Work to do =
Update the data below so that each "Target" becomes "Label", leaving every other part unchanged.

(Pointing data)
+ + +

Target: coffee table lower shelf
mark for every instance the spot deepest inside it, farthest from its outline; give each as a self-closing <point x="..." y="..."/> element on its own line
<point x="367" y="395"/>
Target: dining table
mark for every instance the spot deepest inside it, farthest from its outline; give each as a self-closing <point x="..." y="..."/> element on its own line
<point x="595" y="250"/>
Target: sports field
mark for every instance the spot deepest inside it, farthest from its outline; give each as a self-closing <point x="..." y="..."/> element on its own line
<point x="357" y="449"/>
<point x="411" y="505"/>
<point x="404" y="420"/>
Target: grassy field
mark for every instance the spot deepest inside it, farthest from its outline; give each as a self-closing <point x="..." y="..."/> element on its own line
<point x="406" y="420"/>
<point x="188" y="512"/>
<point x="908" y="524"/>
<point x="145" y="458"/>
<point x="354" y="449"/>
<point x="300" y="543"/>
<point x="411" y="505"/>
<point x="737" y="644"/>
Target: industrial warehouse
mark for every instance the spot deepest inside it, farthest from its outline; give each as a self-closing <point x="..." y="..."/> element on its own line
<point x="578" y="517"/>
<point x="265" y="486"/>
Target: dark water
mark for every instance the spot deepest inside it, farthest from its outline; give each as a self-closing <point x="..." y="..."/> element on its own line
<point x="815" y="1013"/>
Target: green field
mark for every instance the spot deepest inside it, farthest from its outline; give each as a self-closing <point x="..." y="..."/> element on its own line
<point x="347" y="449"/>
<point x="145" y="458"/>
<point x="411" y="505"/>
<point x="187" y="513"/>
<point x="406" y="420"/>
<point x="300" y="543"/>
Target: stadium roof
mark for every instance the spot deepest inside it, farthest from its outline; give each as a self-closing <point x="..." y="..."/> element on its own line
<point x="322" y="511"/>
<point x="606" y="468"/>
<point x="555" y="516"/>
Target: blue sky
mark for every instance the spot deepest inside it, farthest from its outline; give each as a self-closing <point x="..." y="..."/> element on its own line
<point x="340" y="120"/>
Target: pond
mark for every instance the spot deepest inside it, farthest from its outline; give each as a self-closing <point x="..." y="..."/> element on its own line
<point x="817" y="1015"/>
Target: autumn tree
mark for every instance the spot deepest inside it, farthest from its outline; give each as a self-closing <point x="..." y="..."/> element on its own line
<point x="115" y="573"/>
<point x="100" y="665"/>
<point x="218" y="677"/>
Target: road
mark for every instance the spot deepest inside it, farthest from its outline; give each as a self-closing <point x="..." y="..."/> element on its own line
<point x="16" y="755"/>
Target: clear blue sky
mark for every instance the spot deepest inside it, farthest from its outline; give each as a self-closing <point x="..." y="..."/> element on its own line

+ + +

Written response =
Label: coffee table lower shelf
mark for every instance the spot deepest inside it, farthest from its outline; give each as a self-closing <point x="..." y="..."/> element on its own line
<point x="367" y="395"/>
Label: dining table
mark for every instance the spot deepest inside it, farthest from its outline; give each as a self-closing <point x="..." y="..."/> element on its own line
<point x="595" y="250"/>
Label: sports field
mark for every instance the spot deepest inside it, farthest from its outline; give each as a self-closing <point x="..." y="..."/> element on its own line
<point x="357" y="449"/>
<point x="411" y="505"/>
<point x="404" y="420"/>
Label: grassy field
mark for every instance the spot deepest inside it, farthest from its outline; give each as a self-closing <point x="..." y="..."/> element on its own line
<point x="406" y="420"/>
<point x="188" y="512"/>
<point x="908" y="524"/>
<point x="145" y="458"/>
<point x="354" y="449"/>
<point x="300" y="543"/>
<point x="411" y="505"/>
<point x="737" y="644"/>
Label: industrial warehouse
mark for every instance the spot deepest inside it, farthest from its outline; give each as a self-closing <point x="..." y="..."/> element on its own line
<point x="578" y="517"/>
<point x="265" y="486"/>
Label: dark water
mark for every instance the spot deepest inside it, farthest from its outline; give each as a self-closing <point x="..." y="..."/> element on its own line
<point x="815" y="1013"/>
Label: green field
mark for every instance the spot deepest inside it, farthest from its outline; give each as a self-closing <point x="..." y="..."/> element on its own line
<point x="347" y="449"/>
<point x="145" y="458"/>
<point x="411" y="505"/>
<point x="187" y="513"/>
<point x="406" y="420"/>
<point x="300" y="543"/>
Label: stadium roof
mark for every instance the spot deepest inside it, farthest from its outline; give each as a self-closing <point x="..." y="..."/> element on its own line
<point x="322" y="511"/>
<point x="606" y="468"/>
<point x="555" y="516"/>
Label: blue sky
mark for every instance the spot deepest inside it, farthest from its outline; give each as a self-closing <point x="..." y="..."/> element on its own line
<point x="340" y="120"/>
Label: pond
mark for every instance the spot deepest inside it, farthest from its outline; give each as a self-closing <point x="..." y="..."/> element on its own line
<point x="817" y="1015"/>
Label: autumn tree
mark for every instance the spot deepest inside it, farthest from its outline; give each as a self-closing <point x="..." y="..."/> element on its own line
<point x="115" y="573"/>
<point x="100" y="665"/>
<point x="218" y="677"/>
Label: road
mark for every instance the spot deepest inside it, farthest from its outline; give each as a self-closing <point x="..." y="..."/> element on its own line
<point x="16" y="755"/>
Label: clear blue sky
mark for every instance the spot deepest inside it, farthest from its outline; give each as a self-closing <point x="..." y="..."/> element on its own line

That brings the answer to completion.